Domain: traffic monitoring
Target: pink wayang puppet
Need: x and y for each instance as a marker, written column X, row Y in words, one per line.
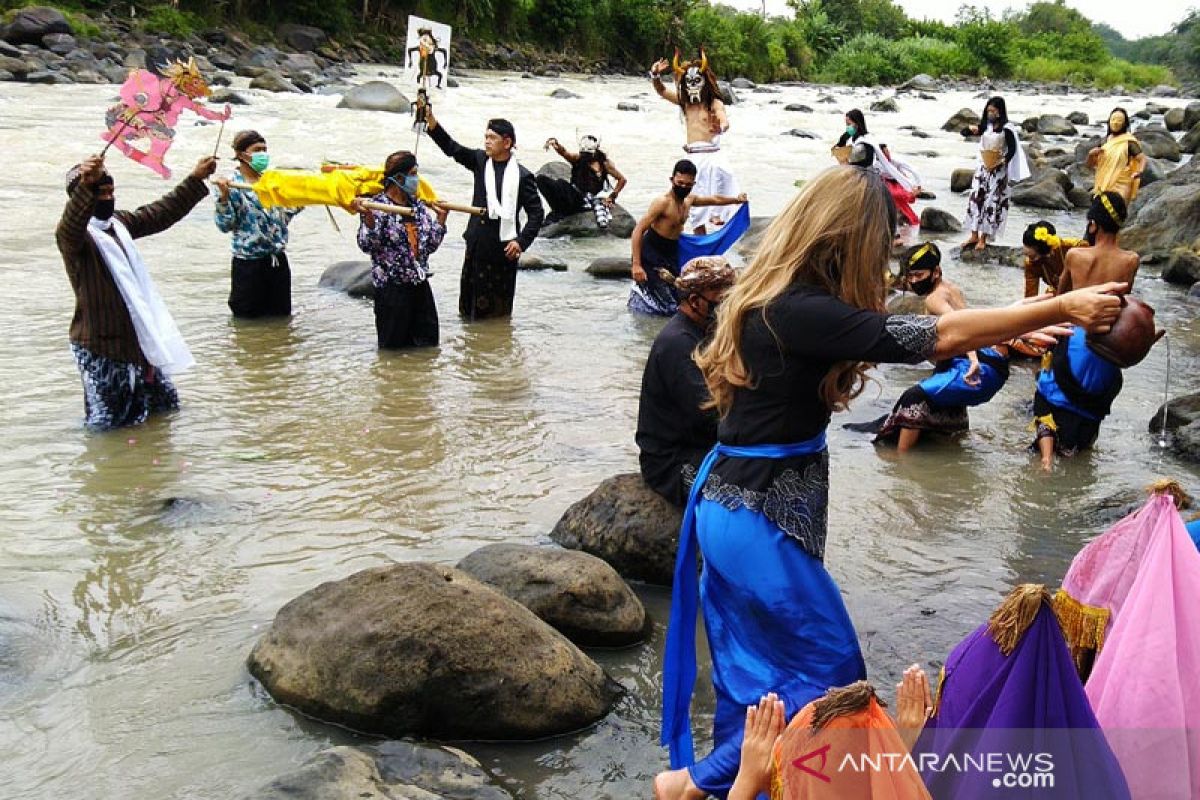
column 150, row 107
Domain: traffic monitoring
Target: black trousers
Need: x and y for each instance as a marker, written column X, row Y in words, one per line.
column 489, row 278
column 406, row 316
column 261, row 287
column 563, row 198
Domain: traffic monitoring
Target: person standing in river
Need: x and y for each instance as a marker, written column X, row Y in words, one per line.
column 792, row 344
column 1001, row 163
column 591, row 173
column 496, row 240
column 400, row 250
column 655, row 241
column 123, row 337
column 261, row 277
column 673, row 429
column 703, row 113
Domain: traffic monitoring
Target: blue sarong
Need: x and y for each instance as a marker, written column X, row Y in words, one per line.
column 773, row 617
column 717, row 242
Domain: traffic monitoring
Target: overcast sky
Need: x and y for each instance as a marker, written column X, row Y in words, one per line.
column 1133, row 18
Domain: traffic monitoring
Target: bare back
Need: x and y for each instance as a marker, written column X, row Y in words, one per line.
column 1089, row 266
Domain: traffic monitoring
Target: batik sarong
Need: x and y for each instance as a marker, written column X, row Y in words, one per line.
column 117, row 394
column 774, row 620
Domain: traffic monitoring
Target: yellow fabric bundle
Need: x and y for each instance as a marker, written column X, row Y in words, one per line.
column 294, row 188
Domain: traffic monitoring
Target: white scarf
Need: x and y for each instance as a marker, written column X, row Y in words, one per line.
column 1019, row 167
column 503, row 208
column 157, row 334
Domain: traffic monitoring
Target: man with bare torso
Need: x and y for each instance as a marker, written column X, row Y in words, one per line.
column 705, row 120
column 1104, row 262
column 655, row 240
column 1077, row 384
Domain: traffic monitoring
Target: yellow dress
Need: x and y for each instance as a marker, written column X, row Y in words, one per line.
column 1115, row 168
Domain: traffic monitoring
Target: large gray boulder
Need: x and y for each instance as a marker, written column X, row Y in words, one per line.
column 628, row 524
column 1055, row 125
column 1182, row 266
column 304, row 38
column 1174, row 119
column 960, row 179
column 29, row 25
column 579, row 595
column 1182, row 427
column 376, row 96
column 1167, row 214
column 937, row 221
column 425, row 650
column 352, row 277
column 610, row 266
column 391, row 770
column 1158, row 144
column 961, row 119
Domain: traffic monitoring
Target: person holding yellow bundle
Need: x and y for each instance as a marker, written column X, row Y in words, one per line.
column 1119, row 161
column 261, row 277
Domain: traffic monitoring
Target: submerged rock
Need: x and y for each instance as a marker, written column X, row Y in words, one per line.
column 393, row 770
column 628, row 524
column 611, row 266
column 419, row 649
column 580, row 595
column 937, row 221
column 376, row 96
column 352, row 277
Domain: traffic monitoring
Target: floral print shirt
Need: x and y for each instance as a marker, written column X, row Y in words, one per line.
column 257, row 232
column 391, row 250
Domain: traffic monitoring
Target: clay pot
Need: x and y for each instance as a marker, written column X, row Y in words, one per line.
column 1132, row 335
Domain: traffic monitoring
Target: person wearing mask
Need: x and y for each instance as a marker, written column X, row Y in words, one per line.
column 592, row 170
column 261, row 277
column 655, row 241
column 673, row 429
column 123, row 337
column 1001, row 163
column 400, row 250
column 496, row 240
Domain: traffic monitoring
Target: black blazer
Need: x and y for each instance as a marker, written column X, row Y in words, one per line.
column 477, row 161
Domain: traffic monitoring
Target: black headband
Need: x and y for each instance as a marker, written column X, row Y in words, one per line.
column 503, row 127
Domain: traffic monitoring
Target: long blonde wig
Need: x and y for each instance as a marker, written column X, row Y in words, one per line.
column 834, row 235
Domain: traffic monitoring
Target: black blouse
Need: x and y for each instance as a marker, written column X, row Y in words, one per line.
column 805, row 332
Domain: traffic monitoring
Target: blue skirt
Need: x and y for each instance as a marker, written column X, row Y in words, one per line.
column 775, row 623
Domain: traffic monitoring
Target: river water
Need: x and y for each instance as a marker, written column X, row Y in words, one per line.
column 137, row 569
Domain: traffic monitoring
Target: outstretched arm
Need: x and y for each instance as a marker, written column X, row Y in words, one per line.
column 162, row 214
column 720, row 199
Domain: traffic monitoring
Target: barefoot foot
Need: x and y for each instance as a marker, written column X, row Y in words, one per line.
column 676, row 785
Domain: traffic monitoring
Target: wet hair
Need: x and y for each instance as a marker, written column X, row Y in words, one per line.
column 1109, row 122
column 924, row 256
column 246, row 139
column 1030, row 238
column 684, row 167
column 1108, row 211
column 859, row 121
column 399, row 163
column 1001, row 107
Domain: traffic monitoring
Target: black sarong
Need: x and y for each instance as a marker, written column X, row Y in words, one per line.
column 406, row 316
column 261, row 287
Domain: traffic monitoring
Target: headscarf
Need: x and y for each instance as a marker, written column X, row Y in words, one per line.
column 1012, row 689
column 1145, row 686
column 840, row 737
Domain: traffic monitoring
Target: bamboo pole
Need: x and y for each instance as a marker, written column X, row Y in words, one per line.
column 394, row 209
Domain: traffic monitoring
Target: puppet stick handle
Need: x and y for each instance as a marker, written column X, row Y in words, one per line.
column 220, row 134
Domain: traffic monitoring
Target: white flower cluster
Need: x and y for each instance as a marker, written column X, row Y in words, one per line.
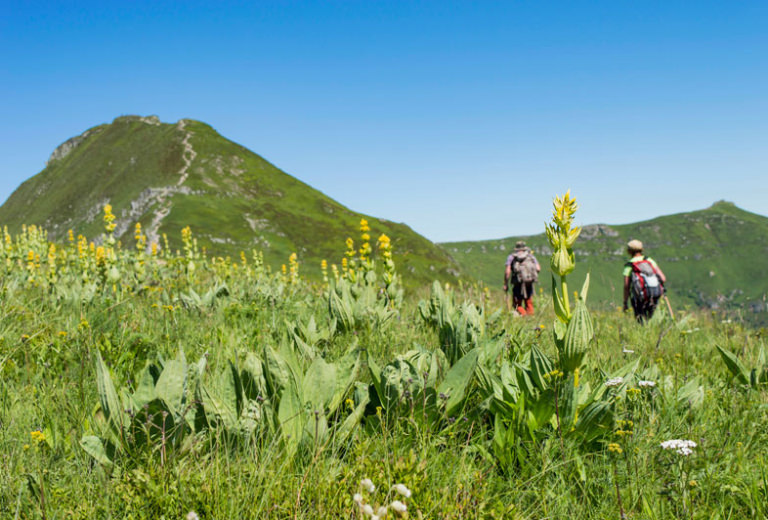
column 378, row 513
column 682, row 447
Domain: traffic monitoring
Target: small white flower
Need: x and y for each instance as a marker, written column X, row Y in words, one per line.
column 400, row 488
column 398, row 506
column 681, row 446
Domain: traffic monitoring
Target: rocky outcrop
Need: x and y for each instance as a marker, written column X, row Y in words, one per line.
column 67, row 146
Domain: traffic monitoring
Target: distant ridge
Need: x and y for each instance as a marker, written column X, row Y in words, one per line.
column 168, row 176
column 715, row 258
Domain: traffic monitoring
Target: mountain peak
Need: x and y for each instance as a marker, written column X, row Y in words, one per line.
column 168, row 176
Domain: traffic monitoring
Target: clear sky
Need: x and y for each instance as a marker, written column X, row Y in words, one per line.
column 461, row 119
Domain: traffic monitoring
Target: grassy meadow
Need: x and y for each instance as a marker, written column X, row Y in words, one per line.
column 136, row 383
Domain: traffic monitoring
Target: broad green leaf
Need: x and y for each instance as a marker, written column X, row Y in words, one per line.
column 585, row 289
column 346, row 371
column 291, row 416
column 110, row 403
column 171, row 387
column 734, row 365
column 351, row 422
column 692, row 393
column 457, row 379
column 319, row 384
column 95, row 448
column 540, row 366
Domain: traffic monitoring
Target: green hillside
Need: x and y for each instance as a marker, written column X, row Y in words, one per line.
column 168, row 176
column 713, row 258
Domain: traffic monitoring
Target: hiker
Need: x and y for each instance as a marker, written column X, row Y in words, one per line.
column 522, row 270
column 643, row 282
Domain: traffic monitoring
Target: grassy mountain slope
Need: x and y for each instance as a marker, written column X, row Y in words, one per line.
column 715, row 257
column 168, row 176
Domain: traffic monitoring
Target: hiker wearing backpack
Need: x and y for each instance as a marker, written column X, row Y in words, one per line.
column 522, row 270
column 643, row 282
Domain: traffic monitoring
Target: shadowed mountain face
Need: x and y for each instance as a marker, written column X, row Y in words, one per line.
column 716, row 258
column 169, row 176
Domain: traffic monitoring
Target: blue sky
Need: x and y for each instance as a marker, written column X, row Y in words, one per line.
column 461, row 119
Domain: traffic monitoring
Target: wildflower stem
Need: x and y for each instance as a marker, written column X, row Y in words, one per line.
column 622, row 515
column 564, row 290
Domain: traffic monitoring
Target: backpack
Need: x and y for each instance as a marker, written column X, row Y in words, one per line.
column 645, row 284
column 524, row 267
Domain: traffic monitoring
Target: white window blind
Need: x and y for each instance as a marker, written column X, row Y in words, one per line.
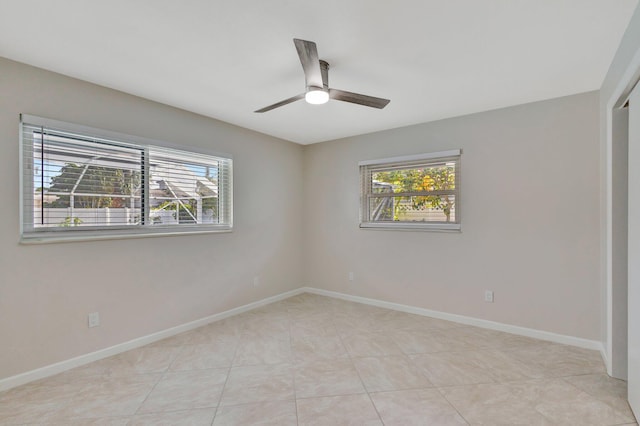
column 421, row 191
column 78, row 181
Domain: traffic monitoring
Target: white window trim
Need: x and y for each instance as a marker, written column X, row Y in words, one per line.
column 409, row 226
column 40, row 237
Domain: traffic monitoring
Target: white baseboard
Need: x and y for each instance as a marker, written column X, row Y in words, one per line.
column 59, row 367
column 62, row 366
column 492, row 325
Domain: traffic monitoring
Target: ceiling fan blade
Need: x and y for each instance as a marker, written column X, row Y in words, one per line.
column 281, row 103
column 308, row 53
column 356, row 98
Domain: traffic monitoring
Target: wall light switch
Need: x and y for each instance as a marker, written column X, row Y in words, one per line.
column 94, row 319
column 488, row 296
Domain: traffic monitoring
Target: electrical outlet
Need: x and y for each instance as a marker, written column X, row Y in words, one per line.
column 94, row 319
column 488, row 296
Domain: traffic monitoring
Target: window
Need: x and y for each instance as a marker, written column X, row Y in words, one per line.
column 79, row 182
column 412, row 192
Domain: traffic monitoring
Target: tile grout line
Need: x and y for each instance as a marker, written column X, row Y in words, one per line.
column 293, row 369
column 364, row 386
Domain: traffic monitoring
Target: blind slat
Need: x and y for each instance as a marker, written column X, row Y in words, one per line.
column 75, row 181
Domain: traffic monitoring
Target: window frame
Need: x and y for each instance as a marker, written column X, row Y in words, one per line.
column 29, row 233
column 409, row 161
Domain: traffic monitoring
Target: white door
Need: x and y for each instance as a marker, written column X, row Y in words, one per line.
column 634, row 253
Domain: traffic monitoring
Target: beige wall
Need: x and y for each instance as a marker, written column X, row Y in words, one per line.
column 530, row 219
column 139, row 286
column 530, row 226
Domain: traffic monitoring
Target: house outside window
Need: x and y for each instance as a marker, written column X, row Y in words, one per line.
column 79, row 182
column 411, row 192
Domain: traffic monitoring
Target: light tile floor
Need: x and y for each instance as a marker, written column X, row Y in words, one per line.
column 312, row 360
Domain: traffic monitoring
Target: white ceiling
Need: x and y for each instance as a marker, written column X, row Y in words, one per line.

......

→ **EXERCISE AIM**
Within the material above, find the lines that contain the word "yellow"; copy them.

→ **SOLUTION**
Target: yellow fabric bundle
Target: yellow dress
Target: person holding yellow bundle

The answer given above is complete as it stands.